DOCUMENT SECTION =>
- Opening Delimiter -

# Uniform question ~ (protocol)



## mafriend (Dec 21, 2008)

I think I screwed up - just bought my wife a new uniform for her birthday.  Bought it online, just took it out of the box and noticed that it has a black neckline.  She takes a tae kwon do class and is a blue belt.  Can she wear this or do I have to return for a white neck.  Have no clue... TIA


----------



## terryl965 (Dec 21, 2008)

Black collars are for advance and BB only so it probaly is the wrong uniform. Better check with your instructor he may not mind. But proper protocal is only white collars for underbelts.


----------



## AMP-RYU (Dec 21, 2008)

really it just depends on the school! Because at my school all my lower belt wear white with black collar and the higher ranks wear solid black gis! Just depends.


----------



## matt.m (Dec 21, 2008)

Yeah I am going to go with Terry on this one.  The black trim is set aside for black belts and not gup ranks,(White-Red).  This is what I have seen from most schools and uniform protocol.


----------



## mafriend (Dec 21, 2008)

thanks all - will just have to return the gi (sorry, am trying to learn all the right terminology too!)


----------



## IcemanSK (Dec 21, 2008)

mafriend said:


> thanks all - will just have to return the gi (sorry, am trying to learn all the right terminology too!)


 

Well, this is a great place to ask questions (in addition to her instructor, of course). 

The Korean term for uniform is Doe Bohk (pronounciation). Gi is the Japanese term.

All the best!


----------



## Kacey (Dec 21, 2008)

mafriend said:


> thanks all - will just have to return the gi (sorry, am trying to learn all the right terminology too!)



It happens all the time - and it does vary from class to class, and more commonly, from association to association.  Look on the bright side - you figured it out before you sweated in it!


----------



## Nebuchadnezzar (Dec 21, 2008)

terryl965 said:


> Black collars are for advance and BB only so it probaly is the wrong uniform. Better check with your instructor he may not mind. But proper protocal is only white collars for underbelts.

- Closing Delimiter -

SUPPLIED MATERIAL =>
- Opening Delimiter -

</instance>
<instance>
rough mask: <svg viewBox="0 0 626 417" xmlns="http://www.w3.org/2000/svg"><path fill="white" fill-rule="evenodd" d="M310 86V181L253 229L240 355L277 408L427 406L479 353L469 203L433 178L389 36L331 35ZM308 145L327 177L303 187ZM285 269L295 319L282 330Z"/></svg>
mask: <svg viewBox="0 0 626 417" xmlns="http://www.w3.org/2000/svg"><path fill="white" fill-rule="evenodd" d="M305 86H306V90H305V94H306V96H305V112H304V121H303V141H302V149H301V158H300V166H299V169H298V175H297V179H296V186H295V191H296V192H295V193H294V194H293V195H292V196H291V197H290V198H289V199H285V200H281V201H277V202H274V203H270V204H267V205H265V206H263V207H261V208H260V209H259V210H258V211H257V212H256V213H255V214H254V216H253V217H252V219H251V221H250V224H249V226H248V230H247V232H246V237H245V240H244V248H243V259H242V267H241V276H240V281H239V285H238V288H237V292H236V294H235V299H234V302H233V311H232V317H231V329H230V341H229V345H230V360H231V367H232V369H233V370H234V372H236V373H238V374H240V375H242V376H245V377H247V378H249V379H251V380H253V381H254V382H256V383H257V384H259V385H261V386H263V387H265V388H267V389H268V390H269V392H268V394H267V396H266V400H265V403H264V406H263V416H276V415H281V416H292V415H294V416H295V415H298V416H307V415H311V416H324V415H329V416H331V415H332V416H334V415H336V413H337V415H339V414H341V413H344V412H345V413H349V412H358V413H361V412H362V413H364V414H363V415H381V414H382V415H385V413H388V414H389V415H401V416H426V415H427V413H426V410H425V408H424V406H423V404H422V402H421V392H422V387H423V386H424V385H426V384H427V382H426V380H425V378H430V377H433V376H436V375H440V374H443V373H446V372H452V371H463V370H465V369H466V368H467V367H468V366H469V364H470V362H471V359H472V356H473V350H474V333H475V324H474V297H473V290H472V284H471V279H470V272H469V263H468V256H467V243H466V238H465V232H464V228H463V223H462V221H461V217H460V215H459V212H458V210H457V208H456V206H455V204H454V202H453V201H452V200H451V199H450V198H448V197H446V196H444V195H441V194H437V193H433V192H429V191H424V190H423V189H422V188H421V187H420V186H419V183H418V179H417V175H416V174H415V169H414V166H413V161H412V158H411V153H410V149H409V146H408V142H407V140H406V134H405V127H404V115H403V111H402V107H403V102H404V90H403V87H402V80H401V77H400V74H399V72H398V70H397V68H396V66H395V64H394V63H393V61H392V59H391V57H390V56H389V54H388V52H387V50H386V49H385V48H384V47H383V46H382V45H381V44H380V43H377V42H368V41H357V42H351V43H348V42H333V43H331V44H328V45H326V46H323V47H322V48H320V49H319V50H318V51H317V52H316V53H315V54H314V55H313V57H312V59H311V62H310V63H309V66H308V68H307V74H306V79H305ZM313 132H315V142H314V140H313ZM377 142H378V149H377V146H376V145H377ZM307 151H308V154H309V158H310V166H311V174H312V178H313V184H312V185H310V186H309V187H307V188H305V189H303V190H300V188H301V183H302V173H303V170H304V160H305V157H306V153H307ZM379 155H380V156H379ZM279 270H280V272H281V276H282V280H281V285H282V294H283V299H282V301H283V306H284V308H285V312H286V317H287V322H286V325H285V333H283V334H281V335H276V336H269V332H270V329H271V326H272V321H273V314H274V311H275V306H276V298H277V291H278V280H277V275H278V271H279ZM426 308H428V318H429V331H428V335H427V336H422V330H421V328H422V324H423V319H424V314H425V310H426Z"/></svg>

- Closing Delimiter -

TASK STATEMENT => Transcribe the part of the uniform thread starting with "Well, this is" and going on through "the Japanese term.". The listing above comes from a different source than the uniform thread.

YOUR RESPONSE =>
Well, this is a great place to ask questions (in addition to her instructor, of course). 

The Korean term for uniform is Doe Bohk (pronounciation). Gi is the Japanese term.